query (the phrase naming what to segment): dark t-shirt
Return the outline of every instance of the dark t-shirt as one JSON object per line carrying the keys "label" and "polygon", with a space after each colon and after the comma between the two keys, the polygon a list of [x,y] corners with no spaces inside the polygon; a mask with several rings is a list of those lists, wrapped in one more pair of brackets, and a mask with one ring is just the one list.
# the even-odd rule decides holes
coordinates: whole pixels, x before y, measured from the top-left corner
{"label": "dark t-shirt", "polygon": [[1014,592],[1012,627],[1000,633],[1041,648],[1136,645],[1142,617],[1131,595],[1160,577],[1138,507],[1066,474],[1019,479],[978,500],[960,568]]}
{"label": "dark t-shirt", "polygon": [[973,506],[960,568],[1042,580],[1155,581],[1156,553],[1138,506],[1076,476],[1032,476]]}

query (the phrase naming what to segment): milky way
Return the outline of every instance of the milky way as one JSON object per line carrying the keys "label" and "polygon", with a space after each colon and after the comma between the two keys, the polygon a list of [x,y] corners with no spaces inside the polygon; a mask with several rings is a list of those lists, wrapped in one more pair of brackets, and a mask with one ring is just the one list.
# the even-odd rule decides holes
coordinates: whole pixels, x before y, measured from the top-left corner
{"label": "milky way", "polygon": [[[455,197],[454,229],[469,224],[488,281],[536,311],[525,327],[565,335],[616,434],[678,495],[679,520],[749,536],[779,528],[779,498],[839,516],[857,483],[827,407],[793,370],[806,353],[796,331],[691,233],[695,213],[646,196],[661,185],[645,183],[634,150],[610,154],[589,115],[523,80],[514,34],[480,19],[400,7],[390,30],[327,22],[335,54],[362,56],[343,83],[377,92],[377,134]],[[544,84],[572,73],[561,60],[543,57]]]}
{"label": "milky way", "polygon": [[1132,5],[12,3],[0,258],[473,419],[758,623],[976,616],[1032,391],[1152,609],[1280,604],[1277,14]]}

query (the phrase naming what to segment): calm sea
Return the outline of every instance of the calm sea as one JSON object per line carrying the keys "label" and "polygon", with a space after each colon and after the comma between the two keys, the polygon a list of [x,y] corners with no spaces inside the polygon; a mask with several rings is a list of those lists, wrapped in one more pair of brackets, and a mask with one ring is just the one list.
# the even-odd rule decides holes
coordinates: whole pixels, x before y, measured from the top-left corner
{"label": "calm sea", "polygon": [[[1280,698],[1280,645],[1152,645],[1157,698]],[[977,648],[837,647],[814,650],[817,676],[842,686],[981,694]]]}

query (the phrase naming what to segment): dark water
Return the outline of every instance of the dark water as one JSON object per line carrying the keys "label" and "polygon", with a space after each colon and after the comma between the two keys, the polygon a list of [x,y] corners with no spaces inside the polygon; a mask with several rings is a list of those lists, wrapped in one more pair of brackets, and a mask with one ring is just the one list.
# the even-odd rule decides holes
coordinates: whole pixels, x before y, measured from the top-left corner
==========
Exercise requirements ▸
Each record above should be returned exactly as written.

Exercise response ▸
query (the phrase naming what to segment): dark t-shirt
Return the outline of every instance of the dark t-shirt as one JSON object per line carrying the keys "label" and "polygon", with a space after each colon and after the comma between the two keys, the polygon a list of [x,y] corners with no spaces inside the polygon; a mask with several rings is a list of those lists, wrapped in one more pair of brackets, and a mask with one ring is just the one list.
# the even-odd rule decides holes
coordinates: whole pixels, x before y, measured from the top-left corner
{"label": "dark t-shirt", "polygon": [[1014,592],[1012,627],[1000,633],[1041,648],[1136,645],[1142,617],[1131,595],[1160,577],[1138,507],[1066,474],[1019,479],[978,500],[960,568]]}
{"label": "dark t-shirt", "polygon": [[973,506],[960,568],[1042,580],[1155,581],[1156,553],[1138,506],[1076,476],[1032,476]]}

query (the phrase naming what to segment): milky way
Return the outline of every instance of the milky way as one JSON object per line carrying the keys "label" and "polygon", with a space after each colon and after the comma between the two keys, the polygon a list of [x,y] corners with no spaces inside the polygon; a mask with several rings is a list of those lists, wrapped in one more pair of brackets, and a mask with one ring is just the one list.
# the even-odd rule decides holes
coordinates: whole pixels, x before y, measured from the top-left corner
{"label": "milky way", "polygon": [[[455,197],[454,229],[469,224],[488,281],[536,311],[525,327],[565,335],[616,434],[678,495],[679,520],[749,536],[779,528],[779,498],[839,516],[857,483],[827,407],[793,370],[806,353],[796,331],[691,233],[695,213],[646,196],[661,185],[645,183],[634,150],[610,154],[589,115],[523,80],[514,34],[480,19],[400,7],[390,30],[327,22],[335,54],[362,56],[343,83],[377,92],[377,134]],[[544,84],[572,73],[561,60],[543,57]]]}
{"label": "milky way", "polygon": [[1132,5],[12,3],[0,258],[473,419],[758,623],[976,616],[1032,391],[1152,609],[1280,604],[1277,14]]}

query (the phrase naming what to segment): calm sea
Return the outline of every instance of the calm sea as one JSON object per line carrying the keys "label" and "polygon", with a space after each colon and after the comma between the two keys, the polygon a list of [x,y] corners with no spaces inside the polygon; a mask with several rings is a list of those lists, wrapped in one more pair of brackets, and a mask with one ring is just the one list.
# the even-odd rule decides holes
coordinates: whole pixels, x before y, measured from the top-left corner
{"label": "calm sea", "polygon": [[[1280,698],[1280,645],[1152,645],[1157,698]],[[977,648],[837,647],[814,650],[817,676],[842,686],[981,694]]]}

query (the phrase naming what to segment): dark water
Return the outline of every instance of the dark water as one JSON object per line carrying the keys "label" and "polygon", with a space after each colon and after the comma between the two keys, the polygon a list of [x,y] corners with no spaces inside the polygon; a mask with several rings is a list of those lists, wrapped in one more pair of brackets, and a mask with one ring is just the one list.
# the even-odd rule decides holes
coordinates: whole pixels, x before y, measured from the top-left corner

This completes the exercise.